PROVIDED RECORDS:
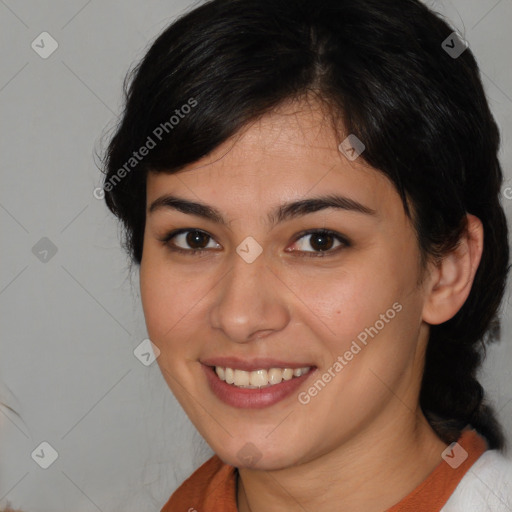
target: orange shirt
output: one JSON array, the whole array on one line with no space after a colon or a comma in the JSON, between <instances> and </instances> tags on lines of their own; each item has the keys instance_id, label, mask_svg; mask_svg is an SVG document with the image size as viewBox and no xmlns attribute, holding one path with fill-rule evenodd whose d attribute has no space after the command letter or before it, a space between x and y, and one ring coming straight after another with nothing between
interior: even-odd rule
<instances>
[{"instance_id":1,"label":"orange shirt","mask_svg":"<svg viewBox=\"0 0 512 512\"><path fill-rule=\"evenodd\" d=\"M460 463L461 453L464 454L460 448L448 451L445 460L416 489L386 512L441 510L468 469L487 449L484 438L475 430L464 430L457 443L467 452L464 462ZM457 460L458 457L461 458ZM161 512L238 512L235 470L214 455L178 487Z\"/></svg>"}]
</instances>

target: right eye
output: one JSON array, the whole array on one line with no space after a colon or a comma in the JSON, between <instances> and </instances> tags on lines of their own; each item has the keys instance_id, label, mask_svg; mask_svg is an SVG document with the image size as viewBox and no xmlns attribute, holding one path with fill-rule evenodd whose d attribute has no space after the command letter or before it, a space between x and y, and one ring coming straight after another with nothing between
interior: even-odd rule
<instances>
[{"instance_id":1,"label":"right eye","mask_svg":"<svg viewBox=\"0 0 512 512\"><path fill-rule=\"evenodd\" d=\"M206 251L208 246L208 239L213 242L213 238L201 231L199 229L175 229L170 233L167 233L162 239L161 242L167 246L173 252L179 252L182 254L188 254L193 256L195 254L203 253ZM181 243L185 245L185 247L180 247L177 243ZM190 248L186 248L186 245ZM219 246L219 244L217 244ZM220 247L220 246L219 246Z\"/></svg>"}]
</instances>

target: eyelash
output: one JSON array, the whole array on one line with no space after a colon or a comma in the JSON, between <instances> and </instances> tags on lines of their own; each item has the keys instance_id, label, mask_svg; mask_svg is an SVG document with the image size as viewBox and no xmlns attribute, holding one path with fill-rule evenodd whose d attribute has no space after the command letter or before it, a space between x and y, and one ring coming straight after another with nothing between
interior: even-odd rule
<instances>
[{"instance_id":1,"label":"eyelash","mask_svg":"<svg viewBox=\"0 0 512 512\"><path fill-rule=\"evenodd\" d=\"M206 252L209 251L209 249L182 249L181 247L177 247L176 245L171 244L171 240L177 236L181 235L182 233L188 233L196 231L198 233L203 233L208 238L213 239L212 236L210 236L205 231L202 231L201 229L193 229L193 228L183 228L183 229L175 229L174 231L171 231L170 233L167 233L163 238L160 239L160 242L162 242L169 250L172 252L177 252L181 254L186 254L187 256L195 256L195 255L201 255L204 256ZM297 235L297 237L294 239L293 243L298 242L301 238L304 238L307 235L330 235L333 238L335 238L337 241L341 242L342 245L336 247L335 249L328 249L327 251L298 251L294 250L291 251L295 253L299 257L310 257L310 258L325 258L328 256L332 256L333 254L336 254L339 252L339 250L350 247L352 244L350 241L345 238L344 236L340 235L336 231L331 231L329 229L310 229L307 231L302 231Z\"/></svg>"}]
</instances>

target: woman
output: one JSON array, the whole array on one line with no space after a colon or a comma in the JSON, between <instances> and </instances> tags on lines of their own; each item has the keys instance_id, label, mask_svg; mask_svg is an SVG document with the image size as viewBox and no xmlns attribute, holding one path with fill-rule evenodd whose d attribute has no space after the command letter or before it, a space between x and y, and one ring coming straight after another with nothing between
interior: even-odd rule
<instances>
[{"instance_id":1,"label":"woman","mask_svg":"<svg viewBox=\"0 0 512 512\"><path fill-rule=\"evenodd\" d=\"M213 0L163 32L104 183L215 452L163 511L510 510L476 378L498 147L471 51L416 0Z\"/></svg>"}]
</instances>

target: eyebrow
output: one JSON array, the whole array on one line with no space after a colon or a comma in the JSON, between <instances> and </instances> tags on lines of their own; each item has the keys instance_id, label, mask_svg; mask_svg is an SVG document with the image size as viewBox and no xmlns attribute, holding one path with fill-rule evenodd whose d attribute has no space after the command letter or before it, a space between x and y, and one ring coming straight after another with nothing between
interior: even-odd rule
<instances>
[{"instance_id":1,"label":"eyebrow","mask_svg":"<svg viewBox=\"0 0 512 512\"><path fill-rule=\"evenodd\" d=\"M331 194L301 199L299 201L279 205L268 214L267 220L270 225L275 225L287 220L308 215L309 213L325 210L327 208L353 211L365 215L377 214L377 212L372 208L369 208L354 199ZM148 208L148 212L153 213L161 209L172 209L189 215L196 215L197 217L202 217L223 226L227 226L228 224L220 211L214 207L200 202L189 201L188 199L183 199L170 194L166 194L155 199Z\"/></svg>"}]
</instances>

PROBLEM REQUIREMENTS: How many lines of the listing above contain the string "target", with case counting? Reply with the number alone.

FINISHED EXERCISE: 5